DATA EXTRACTS section start

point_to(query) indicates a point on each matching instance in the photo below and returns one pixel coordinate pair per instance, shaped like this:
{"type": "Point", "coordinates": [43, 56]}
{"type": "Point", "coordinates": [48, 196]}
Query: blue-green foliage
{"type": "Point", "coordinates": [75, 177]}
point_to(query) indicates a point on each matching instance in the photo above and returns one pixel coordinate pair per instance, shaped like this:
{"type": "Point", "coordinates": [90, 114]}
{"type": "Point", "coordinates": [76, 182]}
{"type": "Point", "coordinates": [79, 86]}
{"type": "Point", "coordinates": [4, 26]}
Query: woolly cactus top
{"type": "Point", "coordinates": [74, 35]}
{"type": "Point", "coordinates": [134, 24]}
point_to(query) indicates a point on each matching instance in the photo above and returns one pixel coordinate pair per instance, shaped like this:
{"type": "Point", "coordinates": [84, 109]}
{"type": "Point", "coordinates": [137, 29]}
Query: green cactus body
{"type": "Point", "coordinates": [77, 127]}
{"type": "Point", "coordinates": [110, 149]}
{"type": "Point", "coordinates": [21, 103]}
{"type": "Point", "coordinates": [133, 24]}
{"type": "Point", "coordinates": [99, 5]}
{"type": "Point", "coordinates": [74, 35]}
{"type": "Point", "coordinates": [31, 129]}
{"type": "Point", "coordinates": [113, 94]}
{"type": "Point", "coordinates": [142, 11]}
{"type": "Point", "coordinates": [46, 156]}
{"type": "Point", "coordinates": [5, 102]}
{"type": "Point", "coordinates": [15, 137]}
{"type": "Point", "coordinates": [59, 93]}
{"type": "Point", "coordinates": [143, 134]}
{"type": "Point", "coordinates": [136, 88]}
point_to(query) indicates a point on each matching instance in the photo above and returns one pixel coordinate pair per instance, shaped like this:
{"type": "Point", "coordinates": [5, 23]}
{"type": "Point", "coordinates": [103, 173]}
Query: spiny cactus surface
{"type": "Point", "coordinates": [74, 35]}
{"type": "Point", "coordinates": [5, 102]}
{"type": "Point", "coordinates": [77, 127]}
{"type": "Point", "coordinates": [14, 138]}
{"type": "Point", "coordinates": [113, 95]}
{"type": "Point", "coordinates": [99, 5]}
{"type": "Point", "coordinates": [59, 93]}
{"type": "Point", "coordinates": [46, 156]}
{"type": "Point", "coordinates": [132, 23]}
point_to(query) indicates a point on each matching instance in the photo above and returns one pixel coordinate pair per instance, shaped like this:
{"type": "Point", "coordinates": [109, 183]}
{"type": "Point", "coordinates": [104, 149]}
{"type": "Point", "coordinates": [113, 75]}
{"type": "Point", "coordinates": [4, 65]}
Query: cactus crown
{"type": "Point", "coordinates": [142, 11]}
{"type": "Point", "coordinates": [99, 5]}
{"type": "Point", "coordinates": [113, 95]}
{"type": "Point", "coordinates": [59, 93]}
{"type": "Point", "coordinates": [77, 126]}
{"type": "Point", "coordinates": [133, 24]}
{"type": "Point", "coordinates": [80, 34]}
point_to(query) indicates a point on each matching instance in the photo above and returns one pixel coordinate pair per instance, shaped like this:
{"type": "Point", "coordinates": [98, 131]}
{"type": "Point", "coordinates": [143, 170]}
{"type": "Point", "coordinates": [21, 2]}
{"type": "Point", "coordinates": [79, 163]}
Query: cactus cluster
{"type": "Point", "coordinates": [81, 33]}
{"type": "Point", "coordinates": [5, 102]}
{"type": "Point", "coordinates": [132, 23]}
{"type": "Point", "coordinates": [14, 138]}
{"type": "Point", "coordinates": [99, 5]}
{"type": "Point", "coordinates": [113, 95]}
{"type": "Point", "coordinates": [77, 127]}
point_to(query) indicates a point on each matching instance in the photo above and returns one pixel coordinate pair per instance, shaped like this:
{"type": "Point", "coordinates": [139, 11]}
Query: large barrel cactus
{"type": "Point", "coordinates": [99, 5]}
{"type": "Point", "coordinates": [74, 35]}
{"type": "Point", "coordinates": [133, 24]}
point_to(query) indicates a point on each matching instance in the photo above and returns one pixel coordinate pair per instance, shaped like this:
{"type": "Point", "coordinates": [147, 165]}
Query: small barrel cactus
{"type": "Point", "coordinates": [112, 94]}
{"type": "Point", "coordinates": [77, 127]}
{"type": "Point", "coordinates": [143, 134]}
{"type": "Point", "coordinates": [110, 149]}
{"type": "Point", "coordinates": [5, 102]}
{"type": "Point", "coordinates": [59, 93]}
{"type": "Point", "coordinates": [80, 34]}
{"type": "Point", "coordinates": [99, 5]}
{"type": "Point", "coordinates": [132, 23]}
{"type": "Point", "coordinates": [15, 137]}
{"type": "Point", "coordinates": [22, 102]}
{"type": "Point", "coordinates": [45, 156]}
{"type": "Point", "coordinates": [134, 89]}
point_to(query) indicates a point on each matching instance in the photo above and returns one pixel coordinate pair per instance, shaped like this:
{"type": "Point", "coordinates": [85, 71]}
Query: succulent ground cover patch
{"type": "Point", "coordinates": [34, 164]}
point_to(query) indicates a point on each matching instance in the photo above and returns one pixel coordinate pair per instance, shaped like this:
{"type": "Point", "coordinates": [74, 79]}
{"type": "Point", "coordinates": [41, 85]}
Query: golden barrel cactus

DATA EXTRACTS section end

• **INSTRUCTIONS TO FOLLOW**
Please retype exactly the line containing "Query: succulent ground cover patch" and each line after it to the end of the records, and nothing more.

• **FINISHED TASK**
Query: succulent ground cover patch
{"type": "Point", "coordinates": [34, 164]}
point_to(query) indicates a point on each matching instance in the photo above and returns one pixel coordinate pair per instance, shaped like this:
{"type": "Point", "coordinates": [74, 79]}
{"type": "Point", "coordinates": [41, 85]}
Query: golden barrel cactus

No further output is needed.